Job 1: Reproduce the passage about the Custer family below, word for word.

Document excerpt:
-=-=-=-=-
When he was 12 years old, George Custer moved to Monroe, Mich., to live with his half-sister on his mother's side, Lydia Reed, and her husband so that he could attend a boys academy.
He returned home each summer to work on the farm and stayed in New Rumley in 1855 to continue his education at McNeely Normal School in Hopedale, Ohio, near Cadiz.
The next spring, he qualified to teach grammar school in preparation for a possible appointment to West Point.
George Custer entered West Point in July 1857 and graduated 34th in a class of 34 in 1861, just before the Civil War.
He was fearless in battle and quickly rose through the ranks. He was appointed brigadier general in 1863, gaining the nickname "The Boy General." Like most of those promoted during the war, he reverted in rank when the conflict ended.
Tom Custer, who enlisted when the war broke out and rode with his brother in combat, was just as brave. He won the Medal of Honor in the battle of Namozine Church on April 3, 1865, and a second Medal of Honor three days later at Sayler's Creek.
In 1860, Emanuel Custer moved his family to the Toledo area, where he worked a farm with Nevin. Custer's parents later moved to Monroe, followed some years later by Nevin.
-=-=-=-=-
Provided material:
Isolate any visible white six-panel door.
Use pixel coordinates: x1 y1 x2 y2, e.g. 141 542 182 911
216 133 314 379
-=-=-=-=-
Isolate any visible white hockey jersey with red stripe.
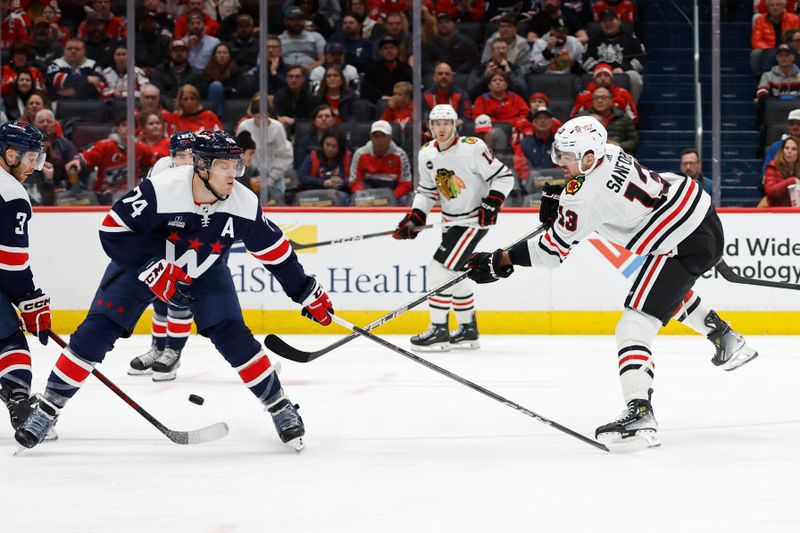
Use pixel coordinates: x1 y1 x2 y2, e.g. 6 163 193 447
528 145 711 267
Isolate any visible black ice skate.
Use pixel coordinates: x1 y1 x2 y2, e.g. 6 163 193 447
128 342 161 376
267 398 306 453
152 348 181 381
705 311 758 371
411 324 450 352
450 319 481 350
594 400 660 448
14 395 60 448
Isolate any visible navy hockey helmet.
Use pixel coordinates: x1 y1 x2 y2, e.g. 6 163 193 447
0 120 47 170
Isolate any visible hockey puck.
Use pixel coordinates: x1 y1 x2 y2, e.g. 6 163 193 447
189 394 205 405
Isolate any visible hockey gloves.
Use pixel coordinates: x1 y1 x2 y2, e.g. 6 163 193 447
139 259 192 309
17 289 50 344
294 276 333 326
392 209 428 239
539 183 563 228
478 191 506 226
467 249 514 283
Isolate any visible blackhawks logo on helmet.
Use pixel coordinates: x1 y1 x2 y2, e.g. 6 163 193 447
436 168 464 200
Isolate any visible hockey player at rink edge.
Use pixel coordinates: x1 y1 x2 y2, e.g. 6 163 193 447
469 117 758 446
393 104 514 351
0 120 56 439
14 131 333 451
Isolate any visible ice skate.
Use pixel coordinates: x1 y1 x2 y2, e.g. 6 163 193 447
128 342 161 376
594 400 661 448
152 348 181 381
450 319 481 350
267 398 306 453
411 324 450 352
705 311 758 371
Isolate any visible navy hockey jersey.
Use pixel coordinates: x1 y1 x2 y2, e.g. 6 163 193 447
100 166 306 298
-=-=-=-=-
Job 2: Can you arrange the rows above as a numbered list, taking everything from the line containing "Isolate any visible white hockey" down to the line containing "528 145 711 267", both ends included and nothing else? Skip any blank lines, and leave the pictures out.

Reply 1:
When he was 12 years old, George Custer moved to Monroe, Mich., to live with his half-sister on his mother's side, Lydia Reed, and her husband so that he could attend a boys academy.
He returned home each summer to work on the farm and stayed in New Rumley in 1855 to continue his education at McNeely Normal School in Hopedale, Ohio, near Cadiz.
The next spring, he qualified to teach grammar school in preparation for a possible appointment to West Point.
George Custer entered West Point in July 1857 and graduated 34th in a class of 34 in 1861, just before the Civil War.
He was fearless in battle and quickly rose through the ranks. He was appointed brigadier general in 1863, gaining the nickname "The Boy General." Like most of those promoted during the war, he reverted in rank when the conflict ended.
Tom Custer, who enlisted when the war broke out and rode with his brother in combat, was just as brave. He won the Medal of Honor in the battle of Namozine Church on April 3, 1865, and a second Medal of Honor three days later at Sayler's Creek.
In 1860, Emanuel Custer moved his family to the Toledo area, where he worked a farm with Nevin. Custer's parents later moved to Monroe, followed some years later by Nevin.

Reply 2:
1. Isolate any visible white hockey jersey with red stripe.
2. Use pixel coordinates: x1 y1 x2 y2, e.g. 6 163 193 447
3. 528 145 711 267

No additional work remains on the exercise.